MATERIAL FOR THE TASK:

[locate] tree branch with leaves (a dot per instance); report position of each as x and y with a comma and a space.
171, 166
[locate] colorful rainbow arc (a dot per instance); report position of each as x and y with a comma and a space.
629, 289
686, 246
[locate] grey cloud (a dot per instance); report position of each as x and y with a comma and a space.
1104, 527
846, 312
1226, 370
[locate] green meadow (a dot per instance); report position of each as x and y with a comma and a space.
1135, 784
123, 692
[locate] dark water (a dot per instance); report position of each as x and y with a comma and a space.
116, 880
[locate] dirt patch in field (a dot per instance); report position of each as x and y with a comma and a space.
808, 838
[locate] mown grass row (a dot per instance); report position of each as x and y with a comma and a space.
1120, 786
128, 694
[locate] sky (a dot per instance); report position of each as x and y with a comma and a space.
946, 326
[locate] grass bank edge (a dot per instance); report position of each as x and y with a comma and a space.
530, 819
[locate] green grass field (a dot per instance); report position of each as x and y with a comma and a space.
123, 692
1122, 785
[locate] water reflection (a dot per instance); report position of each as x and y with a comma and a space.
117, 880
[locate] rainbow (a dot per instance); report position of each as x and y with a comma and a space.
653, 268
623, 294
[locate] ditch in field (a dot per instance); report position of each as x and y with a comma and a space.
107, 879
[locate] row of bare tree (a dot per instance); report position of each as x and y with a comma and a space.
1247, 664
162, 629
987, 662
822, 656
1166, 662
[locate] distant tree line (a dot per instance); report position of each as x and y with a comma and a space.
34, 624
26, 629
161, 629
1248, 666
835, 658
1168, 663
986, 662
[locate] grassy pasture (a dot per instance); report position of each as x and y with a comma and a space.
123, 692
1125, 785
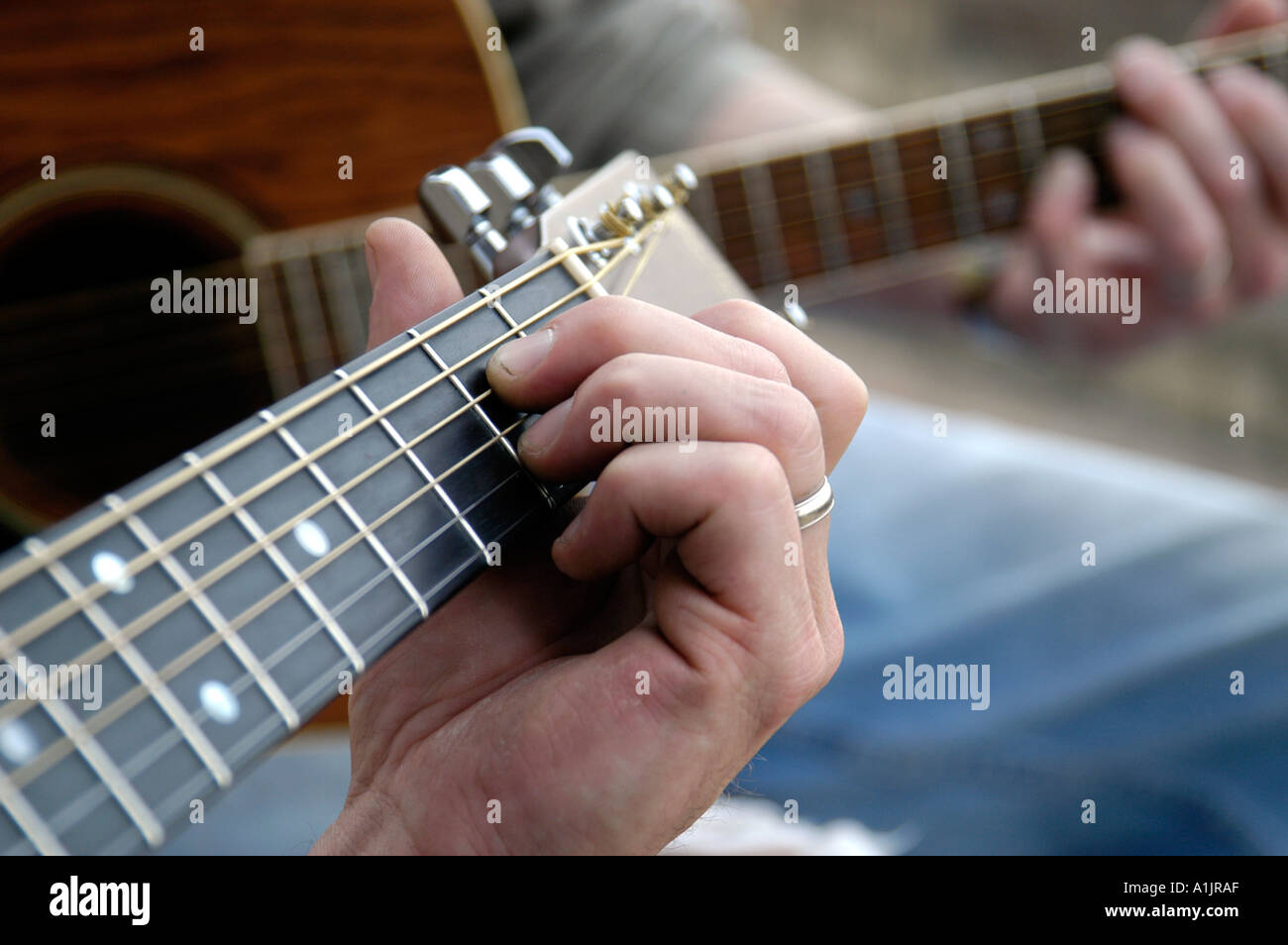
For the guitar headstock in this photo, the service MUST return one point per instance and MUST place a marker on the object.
(501, 207)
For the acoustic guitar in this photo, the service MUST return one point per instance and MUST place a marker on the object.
(143, 138)
(183, 625)
(227, 161)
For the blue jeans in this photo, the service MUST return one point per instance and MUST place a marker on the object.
(1108, 682)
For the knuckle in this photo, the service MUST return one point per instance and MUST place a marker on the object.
(625, 376)
(755, 473)
(737, 314)
(597, 322)
(790, 419)
(751, 358)
(1197, 248)
(851, 398)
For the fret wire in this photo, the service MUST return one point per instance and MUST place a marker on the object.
(982, 180)
(420, 469)
(822, 189)
(900, 235)
(352, 515)
(142, 670)
(268, 545)
(76, 735)
(940, 215)
(29, 820)
(124, 703)
(217, 621)
(765, 233)
(969, 219)
(702, 205)
(253, 742)
(78, 536)
(263, 542)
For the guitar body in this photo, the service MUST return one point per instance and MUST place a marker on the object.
(127, 154)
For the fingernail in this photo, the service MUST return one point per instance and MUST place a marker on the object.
(539, 437)
(1144, 64)
(520, 356)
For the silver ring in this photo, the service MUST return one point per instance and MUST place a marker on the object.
(812, 509)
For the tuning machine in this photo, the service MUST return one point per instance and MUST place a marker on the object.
(540, 156)
(458, 210)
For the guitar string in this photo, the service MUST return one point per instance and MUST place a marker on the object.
(72, 604)
(150, 618)
(62, 747)
(265, 734)
(80, 535)
(1248, 50)
(1077, 104)
(520, 421)
(868, 181)
(24, 567)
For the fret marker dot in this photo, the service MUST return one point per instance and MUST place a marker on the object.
(219, 702)
(110, 570)
(312, 538)
(17, 743)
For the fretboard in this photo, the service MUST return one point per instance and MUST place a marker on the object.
(231, 593)
(782, 214)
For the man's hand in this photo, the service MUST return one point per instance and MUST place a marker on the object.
(596, 695)
(1198, 239)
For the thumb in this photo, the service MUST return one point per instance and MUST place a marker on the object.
(410, 278)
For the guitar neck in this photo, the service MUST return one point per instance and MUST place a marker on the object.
(917, 176)
(207, 609)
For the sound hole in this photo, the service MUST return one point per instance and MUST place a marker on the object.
(128, 387)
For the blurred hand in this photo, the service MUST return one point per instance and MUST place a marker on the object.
(524, 687)
(1198, 240)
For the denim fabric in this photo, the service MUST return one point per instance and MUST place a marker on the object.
(1108, 682)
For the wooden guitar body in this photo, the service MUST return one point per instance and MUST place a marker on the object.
(146, 137)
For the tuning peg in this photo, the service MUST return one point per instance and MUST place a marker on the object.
(681, 181)
(509, 189)
(541, 156)
(652, 200)
(458, 210)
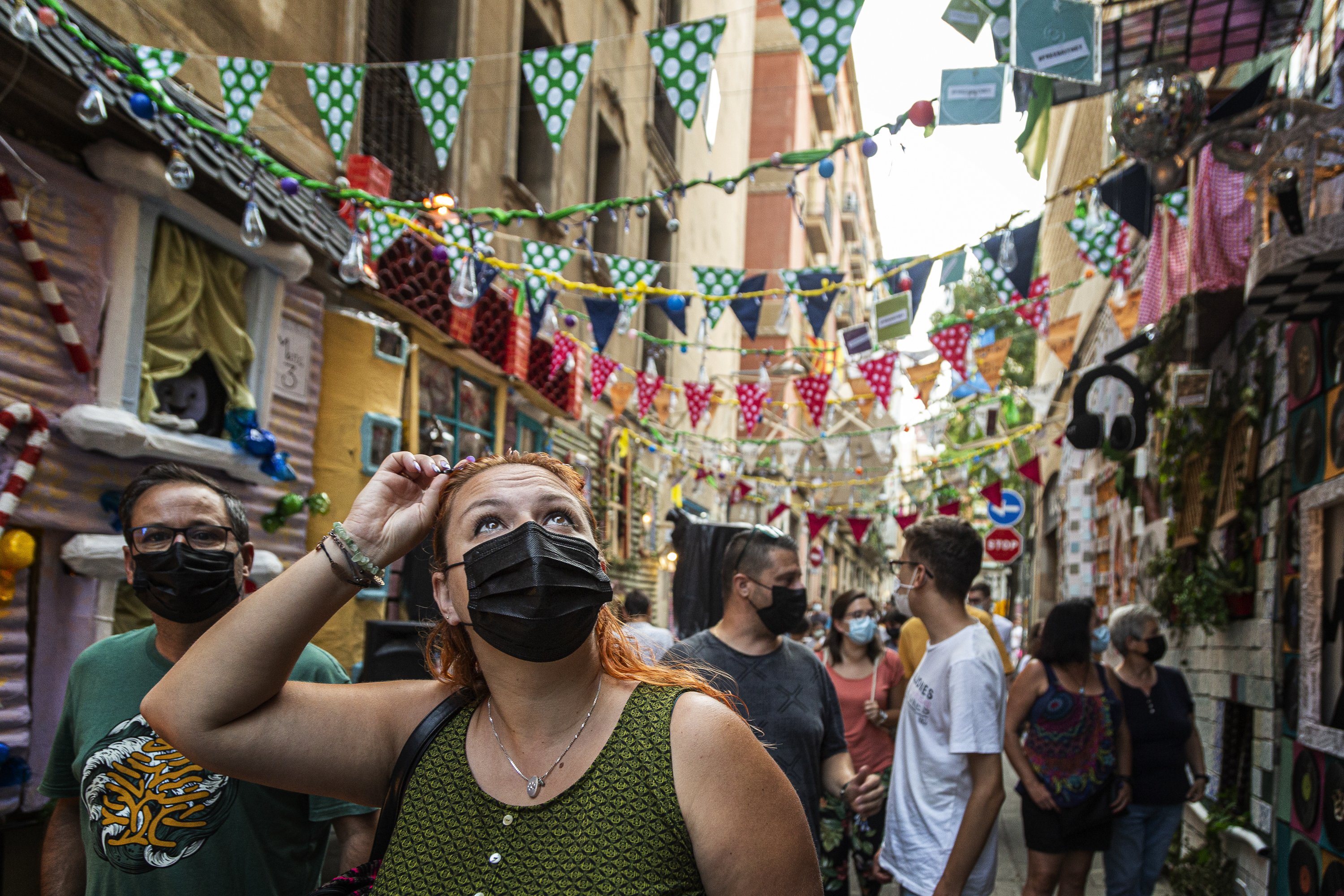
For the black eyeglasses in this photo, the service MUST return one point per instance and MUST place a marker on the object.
(155, 539)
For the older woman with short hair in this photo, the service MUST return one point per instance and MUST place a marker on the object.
(1164, 741)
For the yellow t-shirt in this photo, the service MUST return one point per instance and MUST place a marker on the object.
(914, 640)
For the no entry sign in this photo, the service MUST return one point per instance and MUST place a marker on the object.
(1003, 544)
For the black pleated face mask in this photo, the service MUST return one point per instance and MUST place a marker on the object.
(533, 594)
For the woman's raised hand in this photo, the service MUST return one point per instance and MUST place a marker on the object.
(396, 511)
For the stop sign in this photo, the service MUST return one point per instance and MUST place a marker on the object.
(1003, 544)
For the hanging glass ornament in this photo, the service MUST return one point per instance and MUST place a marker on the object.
(179, 172)
(253, 232)
(92, 109)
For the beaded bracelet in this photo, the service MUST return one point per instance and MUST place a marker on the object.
(353, 551)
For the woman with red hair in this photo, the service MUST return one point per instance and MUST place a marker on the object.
(574, 767)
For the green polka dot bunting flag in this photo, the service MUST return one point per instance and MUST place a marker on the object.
(556, 77)
(242, 81)
(440, 88)
(824, 29)
(717, 281)
(542, 257)
(685, 56)
(335, 90)
(158, 64)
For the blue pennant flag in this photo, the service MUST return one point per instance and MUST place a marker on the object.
(603, 314)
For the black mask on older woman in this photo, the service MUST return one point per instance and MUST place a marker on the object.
(533, 594)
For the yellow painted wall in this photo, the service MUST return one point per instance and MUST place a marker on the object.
(355, 382)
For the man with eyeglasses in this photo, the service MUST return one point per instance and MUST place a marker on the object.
(134, 816)
(784, 692)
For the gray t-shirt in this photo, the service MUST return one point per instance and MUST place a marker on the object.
(789, 702)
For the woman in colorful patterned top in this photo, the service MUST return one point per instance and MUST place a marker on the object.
(577, 769)
(1074, 761)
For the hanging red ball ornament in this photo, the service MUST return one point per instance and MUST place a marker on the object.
(921, 113)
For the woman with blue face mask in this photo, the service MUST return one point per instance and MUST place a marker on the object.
(865, 675)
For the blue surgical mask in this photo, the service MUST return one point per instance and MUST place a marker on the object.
(1101, 638)
(862, 629)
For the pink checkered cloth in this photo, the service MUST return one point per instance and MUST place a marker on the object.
(1222, 221)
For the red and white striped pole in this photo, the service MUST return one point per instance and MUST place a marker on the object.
(38, 265)
(39, 435)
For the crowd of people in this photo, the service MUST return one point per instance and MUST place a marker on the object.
(566, 745)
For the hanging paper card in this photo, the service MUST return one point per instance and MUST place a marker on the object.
(242, 81)
(601, 373)
(556, 77)
(893, 318)
(967, 17)
(990, 361)
(440, 88)
(683, 56)
(1058, 39)
(971, 96)
(824, 29)
(335, 90)
(158, 65)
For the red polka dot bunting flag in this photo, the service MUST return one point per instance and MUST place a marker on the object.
(648, 390)
(601, 374)
(750, 398)
(952, 345)
(814, 390)
(698, 400)
(877, 371)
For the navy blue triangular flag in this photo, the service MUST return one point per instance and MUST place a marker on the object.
(676, 318)
(749, 310)
(603, 314)
(538, 315)
(918, 276)
(818, 307)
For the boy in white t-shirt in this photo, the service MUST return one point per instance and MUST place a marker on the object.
(947, 781)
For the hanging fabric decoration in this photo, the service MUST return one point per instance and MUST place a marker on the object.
(620, 394)
(556, 77)
(750, 398)
(749, 310)
(816, 521)
(603, 314)
(561, 351)
(648, 388)
(814, 390)
(242, 81)
(791, 450)
(859, 527)
(824, 29)
(990, 361)
(877, 373)
(158, 64)
(335, 90)
(952, 345)
(683, 56)
(924, 377)
(601, 374)
(697, 400)
(440, 88)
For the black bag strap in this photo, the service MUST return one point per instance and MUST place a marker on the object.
(406, 762)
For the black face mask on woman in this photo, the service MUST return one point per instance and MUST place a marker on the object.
(534, 594)
(186, 585)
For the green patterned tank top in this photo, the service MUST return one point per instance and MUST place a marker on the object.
(617, 831)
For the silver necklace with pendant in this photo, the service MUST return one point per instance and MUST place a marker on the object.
(537, 782)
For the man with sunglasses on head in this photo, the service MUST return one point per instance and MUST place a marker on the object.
(134, 816)
(784, 692)
(947, 780)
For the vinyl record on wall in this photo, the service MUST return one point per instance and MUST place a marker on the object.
(1304, 363)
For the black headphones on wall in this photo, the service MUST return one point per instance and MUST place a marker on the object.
(1128, 432)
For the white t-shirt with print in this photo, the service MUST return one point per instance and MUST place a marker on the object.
(930, 775)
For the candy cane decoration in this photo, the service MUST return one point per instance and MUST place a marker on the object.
(38, 265)
(38, 437)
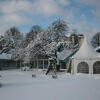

GIVEN INSTRUCTION: Starting with the line that contains "For the silver necklace" and going on through the line that contains "(1128, 432)", rewrite that part of the data with "wall" changed to "shelf" throughout, leaving all else unchanged.

EXPECTED OUTPUT:
For the silver necklace with pendant in this photo, the service MUST return one point per instance and MUST place a marker on the object.
(537, 782)
For the man with sunglasses on head in this photo, the service MUST return one point per instance and MUST place a marker on the object.
(134, 816)
(784, 692)
(947, 780)
For the vinyl record on shelf in this photo, the service MUST return one point per instance and MUST place a marker on the object.
(1304, 363)
For the black headphones on shelf in this photo, the service MUST return one point per instance and MUST place a marker on the object.
(1128, 432)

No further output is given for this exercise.